EXERCISE TASK: Copy the entries below, switching each "instance" to "occurrence" and leaving everything else unchanged.
--- begin ---
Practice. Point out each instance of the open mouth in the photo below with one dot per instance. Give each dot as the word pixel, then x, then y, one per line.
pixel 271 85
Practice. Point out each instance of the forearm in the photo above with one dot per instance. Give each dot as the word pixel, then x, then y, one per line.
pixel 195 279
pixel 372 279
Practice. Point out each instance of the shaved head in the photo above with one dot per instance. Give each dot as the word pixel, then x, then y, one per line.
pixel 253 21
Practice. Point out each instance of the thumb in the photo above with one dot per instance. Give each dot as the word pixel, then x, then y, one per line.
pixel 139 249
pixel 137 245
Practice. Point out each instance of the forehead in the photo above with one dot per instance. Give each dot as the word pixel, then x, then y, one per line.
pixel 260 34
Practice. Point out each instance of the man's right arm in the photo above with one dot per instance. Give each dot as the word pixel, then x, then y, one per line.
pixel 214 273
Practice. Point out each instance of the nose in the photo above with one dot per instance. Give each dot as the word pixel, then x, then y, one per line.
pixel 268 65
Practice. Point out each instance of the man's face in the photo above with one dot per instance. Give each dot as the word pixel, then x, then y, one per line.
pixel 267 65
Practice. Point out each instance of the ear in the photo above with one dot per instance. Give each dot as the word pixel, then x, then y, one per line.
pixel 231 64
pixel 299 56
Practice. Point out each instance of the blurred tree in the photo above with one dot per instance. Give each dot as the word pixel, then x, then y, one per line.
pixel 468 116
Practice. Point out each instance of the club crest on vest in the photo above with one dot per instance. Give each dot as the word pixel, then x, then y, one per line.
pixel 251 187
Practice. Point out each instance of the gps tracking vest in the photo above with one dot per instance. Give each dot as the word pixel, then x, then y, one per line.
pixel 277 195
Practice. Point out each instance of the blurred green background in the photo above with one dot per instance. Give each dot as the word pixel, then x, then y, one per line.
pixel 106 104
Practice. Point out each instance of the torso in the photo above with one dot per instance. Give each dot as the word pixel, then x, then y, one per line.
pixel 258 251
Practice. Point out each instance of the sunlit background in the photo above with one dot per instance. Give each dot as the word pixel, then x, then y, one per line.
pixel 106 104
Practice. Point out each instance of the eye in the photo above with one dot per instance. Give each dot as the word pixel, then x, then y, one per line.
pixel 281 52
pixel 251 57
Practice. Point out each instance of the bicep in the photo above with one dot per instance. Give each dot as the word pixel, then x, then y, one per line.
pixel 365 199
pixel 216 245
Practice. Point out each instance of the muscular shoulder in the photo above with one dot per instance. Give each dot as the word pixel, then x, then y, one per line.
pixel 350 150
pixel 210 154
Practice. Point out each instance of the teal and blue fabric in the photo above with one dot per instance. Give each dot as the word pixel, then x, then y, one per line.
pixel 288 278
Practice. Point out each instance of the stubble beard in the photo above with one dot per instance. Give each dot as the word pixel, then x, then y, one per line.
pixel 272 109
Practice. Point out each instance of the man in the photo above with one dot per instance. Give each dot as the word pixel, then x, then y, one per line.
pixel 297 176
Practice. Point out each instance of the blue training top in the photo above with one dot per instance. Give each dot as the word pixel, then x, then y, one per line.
--- end ---
SOLUTION:
Practice. Point out each occurrence of the open mouth in the photo below with one dot per occurrence. Give each dot as the word pixel, then x, then y, one per line.
pixel 271 85
Practice. Point out each occurrence of the forearm in the photo above with one dot per occurrence. Give each dot as the word pixel, then x, then y, one per line.
pixel 195 279
pixel 372 279
Practice. Point out each occurrence of the shaved head in the photo above with one dot per occurrence. Give each dot as the word pixel, then x, then y, one per line.
pixel 253 21
Practice. Point out each occurrence of the thumb in the photo above with one dot per occurrence. Give each dot as the word pixel, then x, then y, one per line.
pixel 139 249
pixel 137 245
Practice. Point out each occurrence of the forehead in the photo above with one dot per occurrence. Give each dot as the word pixel, then x, then y, one per line.
pixel 260 34
Practice. Point out each occurrence of the man's right arm in the photo above with one dot per occurrence. Give each dot as the word pixel, then x, then y, one per line.
pixel 214 273
Practice. Point out each occurrence of the nose in the photo above with one dot per occurrence. Give each dot as the word pixel, then x, then y, one per line.
pixel 268 65
Practice. Point out each occurrence of the man's face in the photo above with one dot per occurrence. Give each dot as the word pixel, then x, then y, one per line.
pixel 267 65
Practice. Point out each occurrence of the ear in the photo above with one dot per occurrence. Give each dot as the word pixel, then x, then y, one per line.
pixel 231 64
pixel 299 56
Practice. Point out each occurrence of the blurred tree in the photo above with one dot per occurrence. Give each dot as the word pixel, then x, then y, one per line.
pixel 468 116
Practice. Point out each occurrence of the club crest on vest in the photo above with one dot per occurrence. Give each dot as the word pixel, then x, then y, one per line.
pixel 251 187
Practice. Point out each occurrence of the gps tracking vest in the photo above with one dot per occurrence. Give each dot as the word pixel, then x, then y, one per line.
pixel 277 195
Practice. Point out each occurrence of the blurred green background in the photo above with one dot per occurrence. Give each dot as the word pixel, then x, then y, one per line.
pixel 106 104
Practice. Point out each occurrence of the torso in the photo above with one dot per occurrence. Give each dot as the word pixel, then x, then y, one per line.
pixel 258 251
Practice. Point out each occurrence of the sunlit background in the photo above with one dot per occurrence. Give each dot as the word pixel, then x, then y, one per line.
pixel 106 104
Practice. Point out each occurrence of the eye in the photo above with one dot per occurrence. Give each dot as the word pixel, then x, then y, one per line.
pixel 281 52
pixel 251 57
Practice. Point out each occurrence of the bicep in the photo above with one dot per occurrence. Give each dot as the word pixel, then x, then y, one per line.
pixel 365 199
pixel 216 245
Practice. Point out each occurrence of the muscular shoulder in the photo above with one dot per occurrence. Give each dot as the word pixel, then x, then y, one per line.
pixel 350 150
pixel 210 154
Practice. Point out each occurrence of the teal and blue fabric in the photo above with one dot per occurrence. Give each dot as the word pixel, then x, then y, one per line.
pixel 288 278
Practice. Point out each occurrence of the stubble beard in the photo above with one dot per occurrence. Give each dot as the word pixel, then x, then y, one per line.
pixel 272 109
Practice. Point out each occurrence of the man in the photo above with one dot per occurrence. Give each dot as the word pixel, then x, then y, one per line.
pixel 297 176
Practice. Point out each occurrence of the blue training top in the photo above with one dot per occurrence. Give each dot as the word pixel, then x, then y, one per line.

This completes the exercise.